12 Mart 2016 Cumartesi

Genç Bilimadamına Mektuplar




İlk üniversiteyi kazandığımda yanımda bir tane kitap götürmüştüm. Tübitak yayınlarından çıkan genç bilim adamına öğütler adında bir kitaptı. O zamandan bu yana hep bilim insanı olmak istedim ama benim gibi bir insanın Türkiye şartlarında buraya ulaşması kolay olmuyor.

Bilim aslında dünya çapında çok önemli bir şey. Ülkemizde önem verilmese de herkesin bildiği gibi teknolojiden, tarihe, insanoğlunun tarihinden, güneş sistemine oradan evrene uzanan çok geniş bir alanı kapsar. Bunların hepsinin keşfedilmesi, bunlar hakkında yeni bilgilerin ortaya çıkması, yeni teknolojilerin üretilmesi hepsi bilim sayesinde olur. Bir toplumun bilimsel düşünebilme yetisi onları çok ileri götürür. Ne yazık ki ülkemizde eğitimli insanlardan tutunda, akademilere kadar bilimsel düşünme yeteneği genel olarak yok. Bu düşünme yeteneğinin olmaması büyük sorunlara neden oluyor. Bir konuyu ele alırken düşüce işleyişimiz düzgün ve sistemi olmuyor. Gerçeklere inanılacak yerde sözlere ve hurafelere inanmak artıyor. Yurtdışında insanlar bilim yapmak için akademiye girerken bizde daha çok kolay para kazanmak için girmeye çalışıyorlar. Bu konuda ülkemizde dert çok ve giderek geriye doğru yol alıyoruz.

* * * * * * *

# [Yapılacak Görevler]
A: Bilim üzerine yazıdan "İlk üniversiteyi kazandığımda" ifadesinden "ulaşması kolay olmuyor." ifadesine kadar olan bölümü aynen alıntılayın.
B: Bilim üzerine yazıyı bittiği yerden itibaren devam ettirin.

(Tespit örnekleri)
* * * * * * *

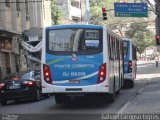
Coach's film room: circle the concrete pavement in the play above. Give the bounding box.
[118,62,160,114]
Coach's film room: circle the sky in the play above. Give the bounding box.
[149,0,155,4]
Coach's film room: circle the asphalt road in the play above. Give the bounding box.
[0,61,160,120]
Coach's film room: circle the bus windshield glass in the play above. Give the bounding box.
[46,29,102,54]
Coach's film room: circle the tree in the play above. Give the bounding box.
[126,22,155,55]
[90,0,114,25]
[51,0,63,25]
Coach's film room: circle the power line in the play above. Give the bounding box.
[0,0,42,3]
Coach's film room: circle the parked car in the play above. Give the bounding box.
[0,71,49,105]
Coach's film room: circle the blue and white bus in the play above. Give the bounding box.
[123,38,137,88]
[41,24,123,104]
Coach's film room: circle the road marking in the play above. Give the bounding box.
[117,78,150,114]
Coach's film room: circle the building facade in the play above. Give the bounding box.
[0,0,51,80]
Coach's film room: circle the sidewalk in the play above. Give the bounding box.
[120,77,160,114]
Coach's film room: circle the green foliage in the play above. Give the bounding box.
[51,0,63,25]
[126,22,155,54]
[90,0,114,25]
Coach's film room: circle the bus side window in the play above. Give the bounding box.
[107,34,111,60]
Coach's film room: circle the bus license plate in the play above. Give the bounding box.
[69,80,80,84]
[9,85,20,90]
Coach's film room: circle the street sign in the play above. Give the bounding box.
[114,3,148,17]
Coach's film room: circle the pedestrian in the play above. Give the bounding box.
[155,56,158,67]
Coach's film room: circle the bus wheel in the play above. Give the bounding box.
[129,81,134,88]
[108,92,116,103]
[108,79,116,103]
[1,100,7,105]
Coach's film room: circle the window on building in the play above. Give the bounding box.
[16,0,20,11]
[25,0,29,14]
[5,0,10,7]
[71,1,80,8]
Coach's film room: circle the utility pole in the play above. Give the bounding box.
[155,0,160,46]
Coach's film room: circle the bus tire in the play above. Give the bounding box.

* * * * * * *

# [Görev Çıktıları]
A:
İlk üniversiteyi kazandığımda yanımda bir tane kitap götürmüştüm. Tübitak yayınlarından çıkan genç bilim adamına öğütler adında bir kitaptı. O zamandan bu yana hep bilim insanı olmak istedim ama benim gibi bir insanın Türkiye şartlarında buraya ulaşması kolay olmuyor.

B:
Kitaba gelirsek; yazarın Biyoloji Profesörü olmasından dolayı tecrübelerini bu yönde bize aktarıyor. Kendi alanının karıncalar olması ayrıca karıncalar hakkında bir çok bilgi öğreniyorsunuz. Bilim dünyasında yol alırken nelerle karşılaşılacağını anlatarak bize bir yol harita çizmeye çalışmış. Kendi yaşadığı ülkeye göre bazı şeyleri değerlendirse de genel olarak dünyanın her yerinde bilim insanı olma yolunda karşılaşılacak şeyler. Türkiye deki şartları da ben içinde bulunduğum durumdan tecrübe edindiğim fikirlerimi söyleyeceğim.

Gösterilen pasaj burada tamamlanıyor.